> _Stored records_:
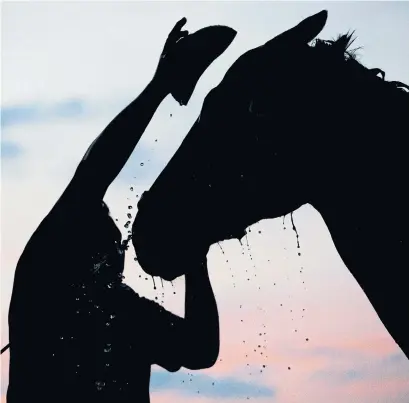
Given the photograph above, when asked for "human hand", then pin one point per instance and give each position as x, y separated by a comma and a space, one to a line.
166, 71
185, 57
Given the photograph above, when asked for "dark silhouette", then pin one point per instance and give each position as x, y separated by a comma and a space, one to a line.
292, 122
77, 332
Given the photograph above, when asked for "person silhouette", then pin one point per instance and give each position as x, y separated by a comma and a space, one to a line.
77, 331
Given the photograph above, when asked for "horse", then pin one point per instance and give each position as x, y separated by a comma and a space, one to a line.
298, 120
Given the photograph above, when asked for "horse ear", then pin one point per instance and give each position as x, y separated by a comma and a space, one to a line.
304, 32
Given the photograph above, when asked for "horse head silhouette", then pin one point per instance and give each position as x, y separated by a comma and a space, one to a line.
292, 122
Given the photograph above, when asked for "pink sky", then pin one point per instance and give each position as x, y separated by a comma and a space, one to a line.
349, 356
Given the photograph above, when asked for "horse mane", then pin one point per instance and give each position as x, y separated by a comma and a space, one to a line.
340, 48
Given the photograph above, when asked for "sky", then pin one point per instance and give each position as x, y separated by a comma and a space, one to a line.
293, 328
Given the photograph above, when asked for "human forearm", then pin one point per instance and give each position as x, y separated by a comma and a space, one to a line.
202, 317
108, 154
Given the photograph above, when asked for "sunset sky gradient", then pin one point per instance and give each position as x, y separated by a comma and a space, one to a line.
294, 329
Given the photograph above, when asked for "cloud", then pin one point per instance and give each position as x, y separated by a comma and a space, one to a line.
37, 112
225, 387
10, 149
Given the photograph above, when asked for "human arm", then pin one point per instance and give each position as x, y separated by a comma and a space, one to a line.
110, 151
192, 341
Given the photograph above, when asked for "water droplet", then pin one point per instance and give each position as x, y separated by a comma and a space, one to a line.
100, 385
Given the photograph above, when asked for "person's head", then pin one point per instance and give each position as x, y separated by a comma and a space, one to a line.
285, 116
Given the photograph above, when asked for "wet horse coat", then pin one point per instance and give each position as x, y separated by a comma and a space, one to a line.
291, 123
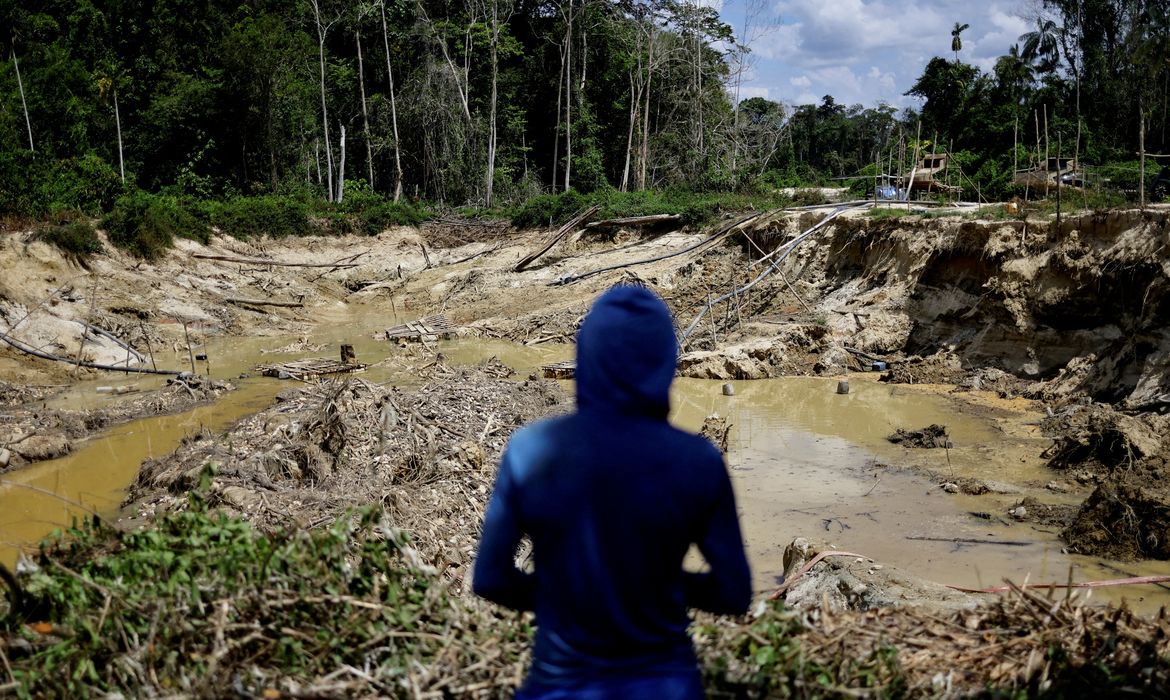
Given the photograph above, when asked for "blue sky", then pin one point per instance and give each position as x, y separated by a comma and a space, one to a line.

> _Your goal_: Omit every image. Quote each record exactly.

> _Written response_:
Given the photograph above, when asked for "human hand", then pin one point per instance and give each position as x, y separated by a comma and a space, one to a line.
166, 71
185, 57
Given the photograph above, when asked for "dark silhouette", then pin one point per instance and give each position as x, y separated by a comma and a space, one to a line.
292, 122
77, 332
Given the photograph above, when asked for "person silhouette", then pin one point per instance and give each position as x, y separated by a comma and a space, one to a line.
77, 331
Given the photograph above, when asked for "horse", then pin one point per instance and give each position as x, y separated by a comma and a space, one to a line.
298, 120
Given the photograph above, when asked for "horse ear", then pin one point per instance and give each position as x, y separated by a comma and a space, one to a line.
304, 32
Given the photograph above, when asked for "horse head silhouette", then pin one point per instance and give each position as x, y separated by a comma and a space, one to a line.
292, 122
Given the photograph above, when asked for "pink sky", then pin one point per instance and give each position as x, y separated by a comma and a space, one to a line.
349, 356
Given the photograph above, when asked for "horse mane", then pin one point per instance and give each position as x, y separated by a comma and a space, one to a line.
340, 48
Given the photograph above, when asked for "sky", then pin one point per instance and give each position as x, y separated by a comma and a space, one to a line.
293, 328
Given the photograph above, when asked for "human forearm", then pin one point per instance and give each position as x, y separated by a comma and a space, one to a line.
202, 317
108, 154
Given the photograph above, when asked for "sunset sky gradient", then pin one point per instance and give each position as x, y separated by a comma and a space, one to a line.
294, 329
Given the photograph above, when asked for "cloud", then pin one point per instance and give each position as x, y separated by a comma and a space, one to a line.
37, 112
225, 387
10, 149
Given the photograph above, when asked for "human arm", then pin one point per instance and give each position as x, y separated by a comma and a space, one to a line.
110, 151
192, 341
Given the photograph above, when asked for "water droplet", then pin one point per instance and give each position as x, y separated by a comma and a space, one to a line.
100, 385
Given the photograph above, when asked for "person's head", then pin one point per instance and give each position as x, y separated by a comma and a space, one to a line.
285, 116
Given the photograph above, when asked for "wet horse coat", then pin one point per instance and give each position as x, y separated by a comma and a space, one to a line.
291, 123
Given the photograph above, when asked for "blue sky", then pin one point per instance and give each position as x, y separated by a comma and a space, one to a line.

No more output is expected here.